Given instruction
Count the lines in the material below that contain the word "cheese". Reply with the number alone.

------ Listing

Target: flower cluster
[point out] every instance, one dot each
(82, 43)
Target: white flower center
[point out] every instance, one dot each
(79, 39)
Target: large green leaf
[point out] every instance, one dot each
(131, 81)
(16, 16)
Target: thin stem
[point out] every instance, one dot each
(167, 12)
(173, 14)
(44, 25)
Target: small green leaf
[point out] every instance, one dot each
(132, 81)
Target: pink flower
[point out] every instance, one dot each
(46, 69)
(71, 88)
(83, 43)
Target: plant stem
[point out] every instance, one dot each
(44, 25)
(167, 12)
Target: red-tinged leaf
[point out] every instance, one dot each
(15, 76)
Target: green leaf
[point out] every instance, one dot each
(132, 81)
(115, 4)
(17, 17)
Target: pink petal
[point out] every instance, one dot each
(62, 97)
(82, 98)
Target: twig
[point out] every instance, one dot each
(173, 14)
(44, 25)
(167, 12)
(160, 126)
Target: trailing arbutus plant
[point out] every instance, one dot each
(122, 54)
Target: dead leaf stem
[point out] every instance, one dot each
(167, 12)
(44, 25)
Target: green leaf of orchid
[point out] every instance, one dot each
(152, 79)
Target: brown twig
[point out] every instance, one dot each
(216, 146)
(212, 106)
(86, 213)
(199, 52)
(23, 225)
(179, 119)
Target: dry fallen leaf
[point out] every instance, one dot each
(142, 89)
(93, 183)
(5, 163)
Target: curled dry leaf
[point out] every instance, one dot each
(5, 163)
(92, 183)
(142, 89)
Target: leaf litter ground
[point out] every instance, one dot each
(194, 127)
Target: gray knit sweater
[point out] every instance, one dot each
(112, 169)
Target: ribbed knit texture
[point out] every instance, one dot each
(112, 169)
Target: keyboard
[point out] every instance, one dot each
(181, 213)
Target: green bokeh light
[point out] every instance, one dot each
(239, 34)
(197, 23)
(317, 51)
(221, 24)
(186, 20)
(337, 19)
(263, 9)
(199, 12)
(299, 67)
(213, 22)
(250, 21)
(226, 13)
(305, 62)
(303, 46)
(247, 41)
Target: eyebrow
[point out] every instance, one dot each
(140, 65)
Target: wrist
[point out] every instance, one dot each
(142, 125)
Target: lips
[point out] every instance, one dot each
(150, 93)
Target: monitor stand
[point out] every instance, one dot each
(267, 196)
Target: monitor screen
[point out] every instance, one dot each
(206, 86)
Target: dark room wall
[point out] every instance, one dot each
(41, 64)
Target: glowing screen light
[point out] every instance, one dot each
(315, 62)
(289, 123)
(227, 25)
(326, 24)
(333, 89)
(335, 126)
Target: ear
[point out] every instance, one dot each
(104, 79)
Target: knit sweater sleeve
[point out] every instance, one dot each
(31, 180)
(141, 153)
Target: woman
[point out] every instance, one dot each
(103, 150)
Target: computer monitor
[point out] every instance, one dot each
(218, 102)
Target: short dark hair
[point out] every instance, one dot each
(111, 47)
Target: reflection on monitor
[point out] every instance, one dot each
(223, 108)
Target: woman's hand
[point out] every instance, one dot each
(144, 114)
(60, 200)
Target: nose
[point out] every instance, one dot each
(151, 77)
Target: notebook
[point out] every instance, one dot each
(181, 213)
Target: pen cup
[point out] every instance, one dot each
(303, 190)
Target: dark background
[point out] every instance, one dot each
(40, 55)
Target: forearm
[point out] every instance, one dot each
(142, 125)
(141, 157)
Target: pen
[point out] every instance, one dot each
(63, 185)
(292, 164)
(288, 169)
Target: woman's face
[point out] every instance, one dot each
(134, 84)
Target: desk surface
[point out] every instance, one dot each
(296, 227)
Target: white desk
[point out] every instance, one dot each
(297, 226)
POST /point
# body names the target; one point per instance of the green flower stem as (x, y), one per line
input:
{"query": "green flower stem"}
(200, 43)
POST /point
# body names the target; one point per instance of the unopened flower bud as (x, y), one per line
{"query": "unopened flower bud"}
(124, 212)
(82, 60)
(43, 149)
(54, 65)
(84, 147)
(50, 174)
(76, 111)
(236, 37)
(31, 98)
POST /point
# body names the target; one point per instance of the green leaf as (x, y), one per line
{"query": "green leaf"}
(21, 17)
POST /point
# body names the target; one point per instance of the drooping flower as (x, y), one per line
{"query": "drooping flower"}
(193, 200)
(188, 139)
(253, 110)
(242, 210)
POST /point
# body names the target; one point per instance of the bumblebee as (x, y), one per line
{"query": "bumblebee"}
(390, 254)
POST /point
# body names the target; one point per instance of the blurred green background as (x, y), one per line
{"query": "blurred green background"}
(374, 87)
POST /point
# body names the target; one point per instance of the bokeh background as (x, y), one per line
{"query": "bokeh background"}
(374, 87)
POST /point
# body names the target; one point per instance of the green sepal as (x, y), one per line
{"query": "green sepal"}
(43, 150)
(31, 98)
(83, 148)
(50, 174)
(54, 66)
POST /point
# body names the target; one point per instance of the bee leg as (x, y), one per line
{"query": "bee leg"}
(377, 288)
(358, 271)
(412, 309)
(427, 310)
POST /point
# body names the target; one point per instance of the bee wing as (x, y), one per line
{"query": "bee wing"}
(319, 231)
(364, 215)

------------
------ Listing

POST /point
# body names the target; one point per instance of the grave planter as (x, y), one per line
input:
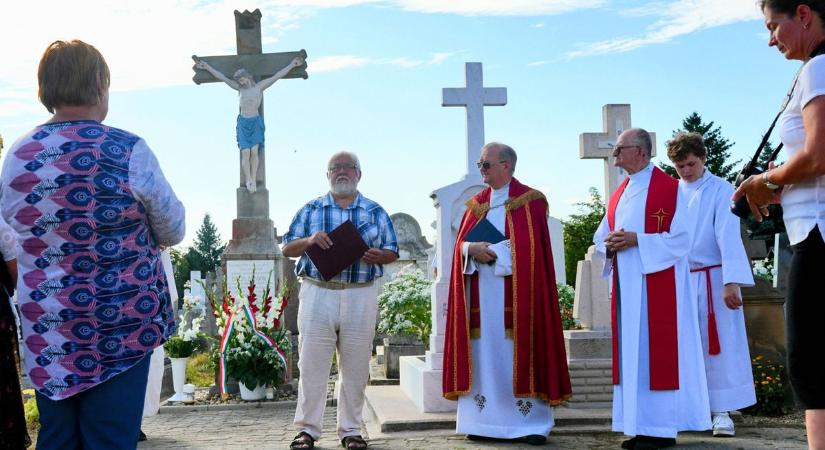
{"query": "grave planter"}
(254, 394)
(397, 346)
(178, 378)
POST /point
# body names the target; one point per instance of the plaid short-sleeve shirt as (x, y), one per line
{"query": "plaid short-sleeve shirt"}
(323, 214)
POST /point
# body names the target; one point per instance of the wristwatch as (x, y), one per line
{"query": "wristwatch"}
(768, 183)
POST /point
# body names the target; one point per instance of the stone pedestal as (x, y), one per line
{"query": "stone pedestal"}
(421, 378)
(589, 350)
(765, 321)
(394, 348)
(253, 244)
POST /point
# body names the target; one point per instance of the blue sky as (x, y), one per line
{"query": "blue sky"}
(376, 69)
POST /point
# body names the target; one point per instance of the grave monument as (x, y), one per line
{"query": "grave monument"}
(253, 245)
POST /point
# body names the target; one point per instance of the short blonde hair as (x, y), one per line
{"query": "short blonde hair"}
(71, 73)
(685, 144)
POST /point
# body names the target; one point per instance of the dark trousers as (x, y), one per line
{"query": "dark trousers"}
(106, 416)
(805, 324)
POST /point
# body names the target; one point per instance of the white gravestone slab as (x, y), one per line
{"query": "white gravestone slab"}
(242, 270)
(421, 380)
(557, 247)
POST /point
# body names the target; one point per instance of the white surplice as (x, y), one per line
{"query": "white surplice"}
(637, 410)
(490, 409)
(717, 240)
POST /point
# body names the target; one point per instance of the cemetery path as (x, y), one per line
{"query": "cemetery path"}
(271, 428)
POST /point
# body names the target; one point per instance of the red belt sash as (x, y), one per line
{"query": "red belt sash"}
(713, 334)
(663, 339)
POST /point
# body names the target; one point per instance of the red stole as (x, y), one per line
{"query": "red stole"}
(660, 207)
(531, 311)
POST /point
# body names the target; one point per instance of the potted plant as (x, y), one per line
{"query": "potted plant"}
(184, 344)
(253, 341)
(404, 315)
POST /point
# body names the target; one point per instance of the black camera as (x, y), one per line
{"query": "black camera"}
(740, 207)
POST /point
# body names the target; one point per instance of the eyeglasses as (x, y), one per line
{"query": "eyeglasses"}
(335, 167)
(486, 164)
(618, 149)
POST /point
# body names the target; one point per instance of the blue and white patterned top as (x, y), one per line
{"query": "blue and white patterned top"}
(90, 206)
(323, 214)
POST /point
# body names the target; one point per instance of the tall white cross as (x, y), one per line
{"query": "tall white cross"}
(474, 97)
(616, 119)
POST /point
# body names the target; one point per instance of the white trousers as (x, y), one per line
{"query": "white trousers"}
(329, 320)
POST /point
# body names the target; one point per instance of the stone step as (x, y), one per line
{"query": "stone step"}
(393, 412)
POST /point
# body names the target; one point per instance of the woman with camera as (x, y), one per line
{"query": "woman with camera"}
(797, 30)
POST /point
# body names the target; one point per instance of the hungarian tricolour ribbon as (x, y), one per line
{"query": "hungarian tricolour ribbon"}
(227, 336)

------------
------ Listing

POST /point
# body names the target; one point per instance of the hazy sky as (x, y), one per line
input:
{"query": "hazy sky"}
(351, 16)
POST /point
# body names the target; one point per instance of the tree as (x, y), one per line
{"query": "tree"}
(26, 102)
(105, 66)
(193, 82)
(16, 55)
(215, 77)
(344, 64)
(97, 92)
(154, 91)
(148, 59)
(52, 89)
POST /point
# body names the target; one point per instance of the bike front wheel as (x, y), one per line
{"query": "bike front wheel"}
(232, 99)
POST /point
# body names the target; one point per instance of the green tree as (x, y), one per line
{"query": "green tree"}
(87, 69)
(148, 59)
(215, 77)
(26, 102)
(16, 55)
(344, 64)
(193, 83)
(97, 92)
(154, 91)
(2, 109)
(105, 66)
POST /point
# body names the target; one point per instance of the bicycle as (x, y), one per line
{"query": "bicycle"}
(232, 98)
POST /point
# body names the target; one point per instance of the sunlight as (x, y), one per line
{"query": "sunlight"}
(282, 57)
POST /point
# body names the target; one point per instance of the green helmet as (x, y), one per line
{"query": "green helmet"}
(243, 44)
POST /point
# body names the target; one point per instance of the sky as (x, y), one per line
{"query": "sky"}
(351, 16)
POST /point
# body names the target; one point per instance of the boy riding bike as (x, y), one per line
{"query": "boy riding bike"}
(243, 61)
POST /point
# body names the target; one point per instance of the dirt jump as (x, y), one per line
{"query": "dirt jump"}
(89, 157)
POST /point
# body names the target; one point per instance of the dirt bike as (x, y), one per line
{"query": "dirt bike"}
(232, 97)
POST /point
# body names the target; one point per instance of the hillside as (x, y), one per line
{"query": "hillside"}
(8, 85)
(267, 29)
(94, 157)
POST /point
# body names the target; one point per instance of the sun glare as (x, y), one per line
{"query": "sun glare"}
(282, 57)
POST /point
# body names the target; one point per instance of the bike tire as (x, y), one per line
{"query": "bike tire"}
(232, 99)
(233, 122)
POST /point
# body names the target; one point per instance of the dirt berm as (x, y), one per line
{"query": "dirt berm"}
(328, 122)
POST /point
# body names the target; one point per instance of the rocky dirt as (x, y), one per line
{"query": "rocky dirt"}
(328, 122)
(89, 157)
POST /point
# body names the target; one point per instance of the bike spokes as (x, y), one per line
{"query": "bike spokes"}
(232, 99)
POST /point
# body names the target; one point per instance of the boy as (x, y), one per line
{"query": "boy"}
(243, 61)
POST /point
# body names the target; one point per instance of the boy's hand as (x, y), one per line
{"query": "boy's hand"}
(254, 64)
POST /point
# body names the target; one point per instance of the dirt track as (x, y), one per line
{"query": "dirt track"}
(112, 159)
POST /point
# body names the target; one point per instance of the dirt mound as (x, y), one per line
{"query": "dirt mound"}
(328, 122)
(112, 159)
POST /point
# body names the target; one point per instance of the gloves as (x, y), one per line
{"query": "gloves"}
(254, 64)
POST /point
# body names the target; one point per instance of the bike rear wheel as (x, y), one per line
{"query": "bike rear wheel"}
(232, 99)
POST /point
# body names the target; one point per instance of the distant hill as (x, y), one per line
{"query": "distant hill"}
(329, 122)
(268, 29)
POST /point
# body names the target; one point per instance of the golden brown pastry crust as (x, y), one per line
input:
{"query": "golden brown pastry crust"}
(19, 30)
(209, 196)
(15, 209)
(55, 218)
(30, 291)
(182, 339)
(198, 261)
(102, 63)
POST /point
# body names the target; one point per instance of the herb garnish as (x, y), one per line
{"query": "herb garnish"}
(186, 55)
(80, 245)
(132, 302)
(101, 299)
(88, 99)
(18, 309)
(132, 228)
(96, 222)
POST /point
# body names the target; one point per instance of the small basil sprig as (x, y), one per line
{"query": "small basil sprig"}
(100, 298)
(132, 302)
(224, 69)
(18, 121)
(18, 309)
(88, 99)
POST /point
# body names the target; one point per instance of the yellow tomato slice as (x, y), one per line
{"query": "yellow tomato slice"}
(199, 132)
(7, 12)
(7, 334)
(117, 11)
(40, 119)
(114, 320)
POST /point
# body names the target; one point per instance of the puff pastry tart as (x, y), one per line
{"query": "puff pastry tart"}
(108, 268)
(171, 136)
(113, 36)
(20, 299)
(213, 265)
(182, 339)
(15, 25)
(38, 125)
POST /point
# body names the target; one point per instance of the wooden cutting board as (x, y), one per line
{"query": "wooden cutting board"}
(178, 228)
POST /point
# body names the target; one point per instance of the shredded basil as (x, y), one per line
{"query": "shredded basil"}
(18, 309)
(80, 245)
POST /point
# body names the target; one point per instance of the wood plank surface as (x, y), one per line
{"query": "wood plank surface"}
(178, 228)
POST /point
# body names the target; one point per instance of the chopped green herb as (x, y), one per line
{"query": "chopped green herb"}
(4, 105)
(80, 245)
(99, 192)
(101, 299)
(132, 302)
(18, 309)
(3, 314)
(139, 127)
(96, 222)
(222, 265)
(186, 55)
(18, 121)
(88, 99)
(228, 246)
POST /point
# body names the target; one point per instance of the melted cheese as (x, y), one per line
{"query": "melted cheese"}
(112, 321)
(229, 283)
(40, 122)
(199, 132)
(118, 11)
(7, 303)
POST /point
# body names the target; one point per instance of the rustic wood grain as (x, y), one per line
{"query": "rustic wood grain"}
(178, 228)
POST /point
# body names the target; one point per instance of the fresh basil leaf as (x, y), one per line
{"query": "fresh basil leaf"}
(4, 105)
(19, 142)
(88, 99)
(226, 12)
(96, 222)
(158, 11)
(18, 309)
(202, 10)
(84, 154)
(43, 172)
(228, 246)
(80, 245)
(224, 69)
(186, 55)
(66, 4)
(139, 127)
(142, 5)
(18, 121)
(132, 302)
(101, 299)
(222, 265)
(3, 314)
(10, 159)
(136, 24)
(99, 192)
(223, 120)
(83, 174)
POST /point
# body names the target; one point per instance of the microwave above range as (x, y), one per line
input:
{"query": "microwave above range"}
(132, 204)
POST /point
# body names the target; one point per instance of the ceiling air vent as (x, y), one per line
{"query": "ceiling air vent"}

------------

Problem solution
2